Do this: Output the records below as a two-column CSV with the header input,output and one row per record. Put each record's text in the input column and its answer in the output column, with each field in double quotes and its line breaks replaced by spaces.

The records:
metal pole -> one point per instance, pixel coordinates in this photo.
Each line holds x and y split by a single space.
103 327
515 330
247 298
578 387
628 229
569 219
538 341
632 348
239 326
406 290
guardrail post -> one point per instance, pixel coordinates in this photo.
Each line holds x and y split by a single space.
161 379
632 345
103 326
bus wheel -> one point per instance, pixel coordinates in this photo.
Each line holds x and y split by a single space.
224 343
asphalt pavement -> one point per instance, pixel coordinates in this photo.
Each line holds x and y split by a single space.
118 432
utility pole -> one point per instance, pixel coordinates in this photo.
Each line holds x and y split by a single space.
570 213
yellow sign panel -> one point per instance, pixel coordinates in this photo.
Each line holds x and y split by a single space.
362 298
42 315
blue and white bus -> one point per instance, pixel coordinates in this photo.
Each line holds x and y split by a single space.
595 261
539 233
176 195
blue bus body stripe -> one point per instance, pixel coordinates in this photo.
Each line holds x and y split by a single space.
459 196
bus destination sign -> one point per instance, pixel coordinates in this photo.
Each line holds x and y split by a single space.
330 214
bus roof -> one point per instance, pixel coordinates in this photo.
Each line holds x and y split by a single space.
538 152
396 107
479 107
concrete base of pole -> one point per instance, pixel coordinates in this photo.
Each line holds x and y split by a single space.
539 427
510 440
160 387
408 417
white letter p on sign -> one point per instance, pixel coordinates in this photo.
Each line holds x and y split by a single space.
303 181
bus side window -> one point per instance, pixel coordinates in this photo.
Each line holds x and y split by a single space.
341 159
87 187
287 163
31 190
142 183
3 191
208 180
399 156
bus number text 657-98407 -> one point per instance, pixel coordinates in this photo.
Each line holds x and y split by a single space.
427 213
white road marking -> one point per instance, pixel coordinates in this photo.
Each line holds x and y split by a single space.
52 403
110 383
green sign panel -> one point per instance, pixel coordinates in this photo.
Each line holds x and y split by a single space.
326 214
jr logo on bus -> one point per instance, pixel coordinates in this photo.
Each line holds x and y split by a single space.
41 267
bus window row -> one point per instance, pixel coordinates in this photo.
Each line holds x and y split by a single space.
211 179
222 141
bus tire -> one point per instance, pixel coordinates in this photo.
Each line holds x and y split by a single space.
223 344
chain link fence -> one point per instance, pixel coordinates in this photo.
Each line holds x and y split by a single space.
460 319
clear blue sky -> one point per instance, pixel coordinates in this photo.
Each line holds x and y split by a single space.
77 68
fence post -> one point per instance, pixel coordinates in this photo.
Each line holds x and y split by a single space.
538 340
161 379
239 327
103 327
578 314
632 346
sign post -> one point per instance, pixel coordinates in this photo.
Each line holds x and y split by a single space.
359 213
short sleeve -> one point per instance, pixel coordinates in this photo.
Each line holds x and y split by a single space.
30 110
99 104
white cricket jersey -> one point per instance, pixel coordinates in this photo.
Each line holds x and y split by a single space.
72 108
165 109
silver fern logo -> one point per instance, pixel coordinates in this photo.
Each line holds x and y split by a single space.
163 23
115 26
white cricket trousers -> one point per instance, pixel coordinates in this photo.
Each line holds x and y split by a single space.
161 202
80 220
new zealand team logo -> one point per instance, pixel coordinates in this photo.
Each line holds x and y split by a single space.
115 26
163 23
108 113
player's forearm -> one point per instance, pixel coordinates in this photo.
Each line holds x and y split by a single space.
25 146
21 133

Result of this task:
input,output
"metal pole -> one point per instance, pixel coordinates in this photo. Each line holds x and y split by a single space.","103 327 515 330 247 298 578 387 628 229 569 219 538 341 632 348 239 326 406 290"
"guardrail post -> one point per instance, pixel coordinates in this photo. Each line holds x and y split by a single space.","161 379 632 345 103 326"
"bus wheel -> one point per instance, pixel coordinates in this photo. Each line holds x and y split by a single space.","224 343"
"asphalt pavement -> one point per instance, pixel coordinates in this photo. Each line holds x and y split by a single space.","118 432"
"utility pole -> one point per instance, pixel coordinates in this photo. Each line holds x and y split by a single space.","570 213"
"yellow sign panel -> one point per instance, pixel coordinates in this photo. Each line holds x and y split by a single space.","362 298 42 315"
"blue and white bus -> one point per instance, pixel coordinates in this photo. Each line holds x and y split by a single space.","595 261 539 233 176 195"
"blue bus body stripe -> one point per instance, pixel coordinates in this photo. Each line holds x and y split by a single space.","459 196"
"bus destination sign -> one point per instance, pixel coordinates in this photo. Each line holds x and y split by a single space.","330 214"
"bus roof -> one point per instance, pixel coordinates in this photo. Each line holds x and y split by a single space.","538 152 396 107 479 107"
"concrete base of pole -> one point per instance, pixel coordinates in this photo. Each line holds x and y split by a single space.","539 427 510 440 160 387 408 417"
"white letter p on sign -> one point per instance, pixel coordinates in this photo. Each line holds x and y split by a single space.","303 181"
"bus side window -> one point per instance, pixel coordinates in this photo. Each line holds x and y split by a single space.","341 159 87 187 287 163 31 190 142 183 3 191 208 180 399 156"
"bus number text 657-98407 -> one point per instance, pixel coordinates in this photo. Each line holds x and y split by a single space.","427 213"
"white road marking -> one point per instance, pixel coordinates in this photo. Each line holds x and y split by a single space.","52 403 110 383"
"green sign panel -> one point per instance, pixel coordinates in this photo. Each line holds x and y split by a single space.","326 214"
"jr logo on bus -> one point per instance, pixel coordinates in this photo. Each line holds x and y split by a single space.","41 267"
"bus window row -> one point per instance, pixel coordinates in this photo. Each line holds x and y split by a single space.","211 179 222 141"
"bus tire -> one point per instance, pixel coordinates in this photo. Each line holds x and y split by a single space.","223 344"
"chain link fence -> one point per instance, pixel coordinates in this photo. Each line holds x and y split by a single space.","460 319"
"clear blue sky -> one point per instance, pixel coordinates in this photo. Each line holds x and y split by a single space.","77 68"
"fence post -> one point per instance, pixel coordinates in this photo. Each line holds x and y split by a single space.","538 340 161 379 239 327 103 327 578 314 632 346"
"sign post -> one point per instance, pixel coordinates in this photo. Each line holds x and y split by a single space.","359 213"
"short sleeve -> one point per instance, pixel coordinates in this photo. Each line holds x and y split by a single space.","30 110 99 104"
"white cricket jersey -> one point per instance, pixel coordinates in this photo. Each line holds x and y split by a single space.","72 108 165 109"
"silver fern logo -> one point per instance, pixel coordinates in this photo. Each line holds x and y split by a single space.","163 23 115 26"
"white cricket trousers -> one point per instance, pixel coordinates in this photo. Each line holds x and y split by a single space.","161 202 80 220"
"new zealand team logo -> one point per instance, pixel coordinates in this photo. Each line holds x and y split by a single space.","115 26 163 23 108 113"
"player's forearm -> one point per instance, pixel coordinates in this photo. Each line holds x and y split by a single space.","25 146 21 133"